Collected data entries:
== == ==

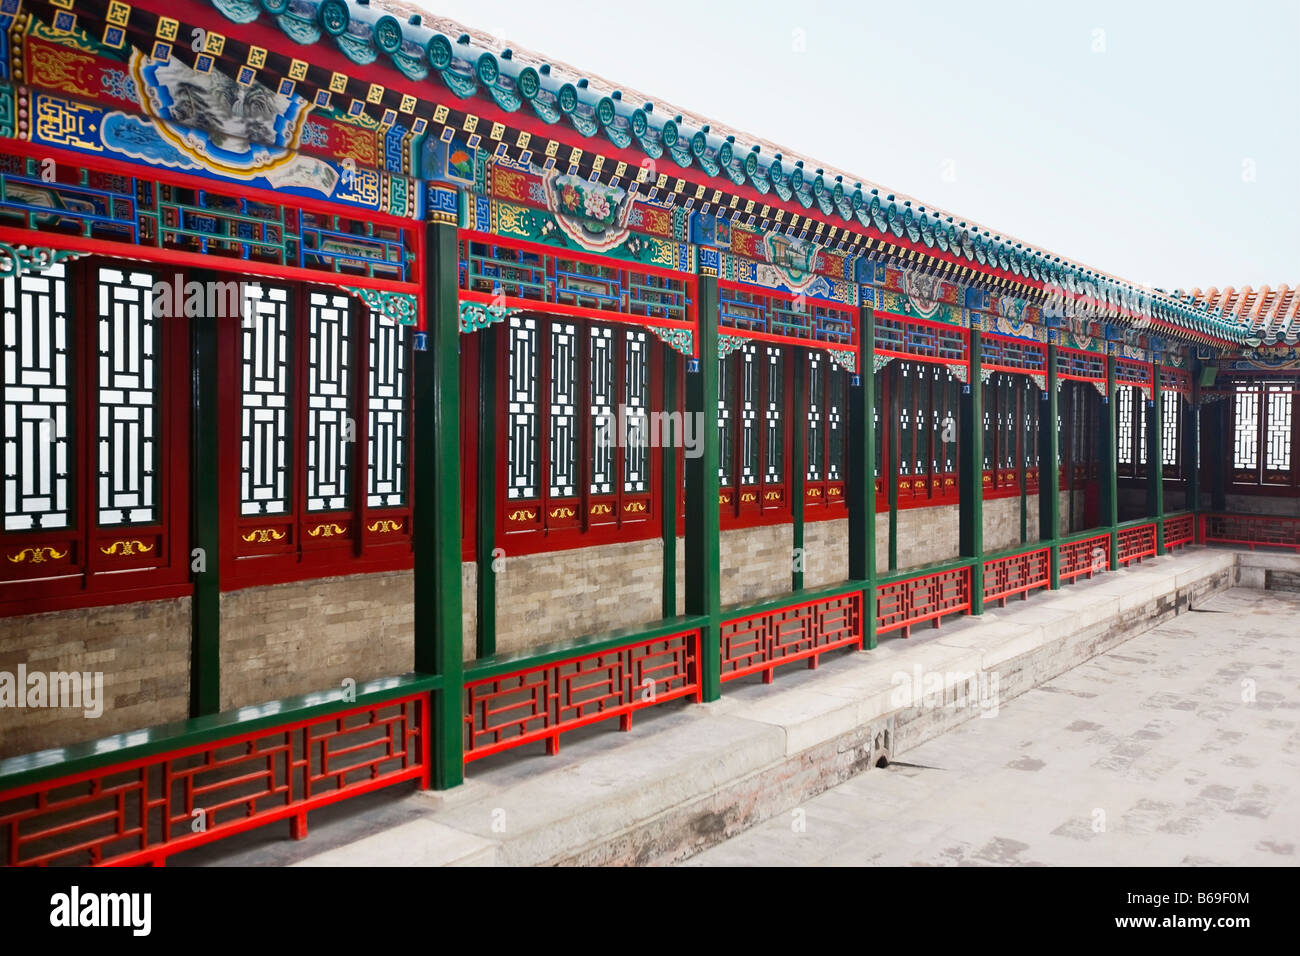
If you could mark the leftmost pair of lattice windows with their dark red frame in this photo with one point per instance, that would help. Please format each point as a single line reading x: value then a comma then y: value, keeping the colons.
x: 90, y: 408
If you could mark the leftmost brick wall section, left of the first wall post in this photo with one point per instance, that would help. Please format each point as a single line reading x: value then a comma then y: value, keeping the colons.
x: 142, y: 650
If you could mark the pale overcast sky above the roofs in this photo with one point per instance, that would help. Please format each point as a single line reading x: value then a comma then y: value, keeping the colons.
x: 1155, y: 141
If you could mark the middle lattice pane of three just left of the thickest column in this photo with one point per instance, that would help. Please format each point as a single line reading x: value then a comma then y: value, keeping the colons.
x: 331, y: 429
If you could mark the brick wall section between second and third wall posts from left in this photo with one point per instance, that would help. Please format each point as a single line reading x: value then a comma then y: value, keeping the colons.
x: 543, y: 599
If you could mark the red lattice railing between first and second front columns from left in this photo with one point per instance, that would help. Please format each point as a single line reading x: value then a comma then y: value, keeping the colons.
x: 543, y: 702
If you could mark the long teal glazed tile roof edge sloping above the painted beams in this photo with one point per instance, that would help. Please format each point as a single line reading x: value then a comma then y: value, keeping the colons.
x: 428, y: 47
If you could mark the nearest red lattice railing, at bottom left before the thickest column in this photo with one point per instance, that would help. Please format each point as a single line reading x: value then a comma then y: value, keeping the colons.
x: 146, y: 810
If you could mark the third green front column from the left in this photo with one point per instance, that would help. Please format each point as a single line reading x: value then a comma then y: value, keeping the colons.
x: 863, y: 466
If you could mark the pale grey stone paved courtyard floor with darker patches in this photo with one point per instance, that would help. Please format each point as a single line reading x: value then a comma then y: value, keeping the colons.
x: 1154, y: 755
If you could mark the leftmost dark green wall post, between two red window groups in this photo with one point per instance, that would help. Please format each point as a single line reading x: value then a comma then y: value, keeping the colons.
x: 205, y: 529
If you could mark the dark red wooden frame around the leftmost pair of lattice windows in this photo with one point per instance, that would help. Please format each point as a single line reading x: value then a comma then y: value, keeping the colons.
x: 109, y: 564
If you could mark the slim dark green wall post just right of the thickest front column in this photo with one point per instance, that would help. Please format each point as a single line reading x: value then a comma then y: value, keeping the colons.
x: 486, y: 505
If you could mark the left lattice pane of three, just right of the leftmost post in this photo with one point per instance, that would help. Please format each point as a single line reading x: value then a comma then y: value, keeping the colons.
x: 266, y: 403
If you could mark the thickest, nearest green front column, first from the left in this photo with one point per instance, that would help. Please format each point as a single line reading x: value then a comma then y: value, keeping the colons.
x: 436, y: 522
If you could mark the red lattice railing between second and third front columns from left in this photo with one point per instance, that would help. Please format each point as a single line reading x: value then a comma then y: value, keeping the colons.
x: 766, y: 641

== == ==

Give back an exact reproduction of the entries, with all pictures excluded.

If you could mark the leftmost pair of lattice windows with their dark red frame in this photo with one point per instance, that would help. Please format each point as a single line reading x: value then a comma then y: value, keeping the colons.
x: 90, y: 408
If you could mark the leftmost brick wall section, left of the first wall post in this photo with one point per instance, that would help. Please format each point as a single line reading x: value then a comma then y: value, keeping the colons.
x: 142, y: 650
If you could mark the pale overcast sky above the roofs in this photo with one point per instance, that would help. Please format each point as a single line reading x: value then a comma then y: value, keeping the colons.
x: 1155, y: 141
If you could mark the middle lattice pane of three just left of the thickest column in this photo with one point per instance, that would help. Please format each point as a single line reading x: value then a comma then y: value, keeping the colons.
x: 331, y: 429
If you could mark the brick wall section between second and third wall posts from left in this photo with one point per instance, that would help. Please format each point as a single line reading x: value then a comma then y: value, keeping the colons.
x: 543, y: 599
If you could mark the red lattice railing between first and second front columns from left in this photo with one point per instance, that would help. Please format each point as a single line reading x: value then a comma then y: value, keeping the colons.
x: 543, y: 702
If you could mark the long teal glazed tile roof edge sloping above the painted beams in this photo with one point per instance, that would help. Please format each point as a single line reading x: value then a comma then y: value, keeping the colons.
x: 428, y: 47
If you could mark the nearest red lattice railing, at bottom left before the thickest column in this photo with one point per instance, that would help. Please format each point as a single line reading x: value then a comma then y: value, keeping the colons.
x: 146, y: 810
If you could mark the third green front column from the left in this photo with one point per instance, that would help. Please format each point as a single line reading x: value then a comma then y: value, keeping the colons.
x: 863, y: 466
If you could mark the pale grey stone paved courtyard floor with darker patches in this photo with one point per instance, that would help. Please format each point as a single line reading x: value then a comma then y: value, keeping the colons.
x: 1154, y: 755
If you could mark the leftmost dark green wall post, between two red window groups in this photo with one point per instance, that would help. Please format each point as a single line reading x: value then a comma then y: value, keeping the colons.
x: 205, y: 529
If you could mark the dark red wooden frame around the leftmost pair of lattice windows in this photo with one point per instance, that would help. Please format each point as a single line reading x: value then a comma then y: value, keeping the colons.
x: 109, y: 564
If you could mark the slim dark green wall post just right of the thickest front column in this photo with one point per instance, that would help. Please format each point as a single line reading x: value then a comma then y: value, keeping the colons.
x: 486, y: 505
If you could mark the left lattice pane of three, just right of the leftmost post in this photo with one point per instance, that would help. Please format each point as a single line reading x: value then a comma then y: value, keeping the colons.
x: 266, y: 403
If you could mark the thickest, nearest green front column, first from the left in this photo with one point per instance, that would help. Please format each point as a single line reading x: value then a comma then y: value, keeping the colons.
x: 436, y: 522
If you could mark the red lattice railing between second and third front columns from left in this photo with one point per instance, that would help. Please format each point as a single line reading x: value then a comma then y: value, keeping the colons.
x: 766, y: 641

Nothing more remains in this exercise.